SUPPLIED RECORDS:
•••••

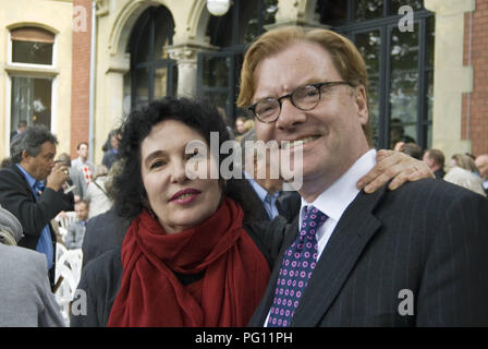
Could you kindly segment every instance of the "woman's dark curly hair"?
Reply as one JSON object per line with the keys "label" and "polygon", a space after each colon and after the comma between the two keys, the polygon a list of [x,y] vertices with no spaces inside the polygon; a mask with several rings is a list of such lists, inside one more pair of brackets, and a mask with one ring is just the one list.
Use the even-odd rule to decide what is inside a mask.
{"label": "woman's dark curly hair", "polygon": [[[188,98],[164,97],[150,103],[142,110],[133,110],[119,130],[119,158],[123,169],[113,180],[115,209],[118,215],[132,219],[136,217],[147,203],[147,194],[141,174],[141,144],[148,136],[154,125],[164,120],[180,121],[198,132],[210,145],[210,132],[219,133],[219,149],[223,142],[229,141],[227,125],[217,108],[206,101]],[[178,135],[175,135],[178,136]],[[219,154],[221,161],[229,155]],[[223,180],[221,180],[223,181]],[[243,190],[245,180],[230,179],[224,188],[224,195],[230,196],[244,208],[247,218],[253,216]]]}

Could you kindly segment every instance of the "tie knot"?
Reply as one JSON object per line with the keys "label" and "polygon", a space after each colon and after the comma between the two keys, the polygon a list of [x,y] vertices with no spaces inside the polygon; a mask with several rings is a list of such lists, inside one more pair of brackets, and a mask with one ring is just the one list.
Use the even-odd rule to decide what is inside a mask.
{"label": "tie knot", "polygon": [[44,183],[41,182],[41,181],[36,181],[35,183],[34,183],[34,189],[36,190],[36,191],[44,191],[44,189],[45,189],[45,185],[44,185]]}
{"label": "tie knot", "polygon": [[327,215],[317,207],[306,207],[305,216],[303,217],[302,230],[309,233],[315,233],[317,229],[326,221]]}

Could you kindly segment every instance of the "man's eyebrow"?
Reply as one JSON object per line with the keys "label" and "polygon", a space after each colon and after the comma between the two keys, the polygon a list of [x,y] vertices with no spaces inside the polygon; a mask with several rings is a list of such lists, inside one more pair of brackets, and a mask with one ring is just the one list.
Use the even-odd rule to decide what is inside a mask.
{"label": "man's eyebrow", "polygon": [[[290,91],[290,93],[292,93],[293,91],[295,91],[298,87],[303,87],[303,86],[307,86],[307,85],[314,85],[314,84],[319,84],[319,83],[326,82],[326,81],[329,81],[329,80],[327,80],[327,79],[318,79],[318,77],[310,77],[310,79],[306,80],[305,82],[303,82],[302,84],[296,85],[293,89]],[[256,98],[255,101],[253,101],[253,99],[254,99],[253,98],[251,104],[257,103],[259,100],[265,100],[265,99],[268,99],[268,98],[278,98],[278,97],[266,95],[266,96]]]}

•••••

WORK TO COMPLETE:
Output each line exactly; omit every picture.

RESPONSE FOR THIS EXERCISE:
Could you kindly segment every instance of the "woman's dark curly hair"?
Reply as one JSON object per line with the keys "label" and "polygon", a space after each colon and after the comma between the two keys, the polygon a list of [x,y] vertices with no spaces inside the polygon; a mask with several rings is a list of such lists, inside one more pair of brackets, and a mask with one ring is just the one list.
Use the even-odd rule to decide what is inside a mask.
{"label": "woman's dark curly hair", "polygon": [[[188,98],[164,97],[150,103],[142,110],[133,110],[119,130],[119,158],[123,169],[113,180],[115,209],[118,215],[132,219],[136,217],[147,203],[147,194],[141,174],[141,144],[148,136],[154,125],[164,120],[180,121],[198,132],[210,145],[210,132],[219,133],[219,149],[223,142],[229,141],[227,125],[217,108],[206,101]],[[178,135],[175,135],[178,136]],[[219,154],[221,161],[229,155]],[[223,180],[221,180],[223,181]],[[243,190],[245,180],[230,179],[224,188],[224,195],[230,196],[244,208],[247,218],[253,216]]]}

Could you kindly segment every instance of the "tie knot"?
Reply as one JSON object per line with the keys "label" and "polygon", a space after each colon and after the comma between the two keys, the polygon a list of [x,y] vertices with no spaces inside the polygon; a mask with several rings is a list of such lists, inside one more pair of brackets, and a mask with one ring is just the one list.
Use the even-odd rule to decide what is inside a mask.
{"label": "tie knot", "polygon": [[44,183],[41,182],[41,181],[36,181],[35,183],[34,183],[34,189],[36,190],[36,191],[44,191],[44,189],[45,189],[45,185],[44,185]]}
{"label": "tie knot", "polygon": [[327,215],[317,207],[306,207],[305,216],[303,217],[302,230],[309,233],[315,233],[317,229],[326,221]]}

Could you kindly segment every instance of the "man's eyebrow"?
Reply as one JSON object per line with the keys "label" and "polygon", a space after each colon and after the comma between the two keys, the polygon a list of [x,y] vertices with no spaces inside the polygon; a mask with several rings is a list of such lists, inside one more pair of brackets, and a mask with one ring is just the one list.
Use the even-odd rule to decide what is inside a mask.
{"label": "man's eyebrow", "polygon": [[[290,91],[290,93],[292,93],[293,91],[295,91],[298,87],[303,87],[303,86],[307,86],[307,85],[314,85],[314,84],[319,84],[319,83],[326,82],[326,81],[329,81],[329,80],[327,80],[327,79],[318,79],[318,77],[310,77],[310,79],[306,80],[305,82],[303,82],[302,84],[296,85],[293,89]],[[256,98],[255,101],[253,101],[253,99],[254,99],[253,98],[251,104],[257,103],[259,100],[265,100],[265,99],[268,99],[268,98],[278,98],[278,97],[266,95],[266,96]]]}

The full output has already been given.